### Passage provided
>>>
Manifestation Of Intention To Act As An Executor
As noted in the above discussion, an executor can receive legacy upon proof of
Will. However, there may be some circumstances when he/she does not have time to
get the Will proved but still manifests an intention to act as an executor, in
such cases he is entitled to the legacy bequeathed upon him. The judgment in
John Francis Anthony Gonsalves ... v. Mrs. Agnes Mary Conception[9] affirmed
the above legal position.
The Bombay High Court analyzed the nature of Section 141 to observe that an
executor either has to prove the Will or otherwise to manifest the intention to
act as executor. In the present case, the court held that the petitioners came
to know about the existence of Will only in April, 1990 [...]and by immediately
applying for probate, they have also manifested their intention to act as
executors.
The learned trial Court wrongly came to conclusion that the petitioners had not
manifested their intention to act as executors for long period of twenty-one
years and are not entitled to probate under Section 141 of the Indian Succession
Act"
<<<
### Extracted entries
>>>
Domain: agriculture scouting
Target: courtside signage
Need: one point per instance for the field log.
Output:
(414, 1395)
<<<
### Stated task
Please return, word for word, the part of the executor passage starting at "Manifestation Of Intention" and ending at "above legal position.". The records have nothing to do with this.

### The output
Manifestation Of Intention To Act As An Executor
As noted in the above discussion, an executor can receive legacy upon proof of
Will. However, there may be some circumstances when he/she does not have time to
get the Will proved but still manifests an intention to act as an executor, in
such cases he is entitled to the legacy bequeathed upon him. The judgment in
John Francis Anthony Gonsalves ... v. Mrs. Agnes Mary Conception[9] affirmed
the above legal position.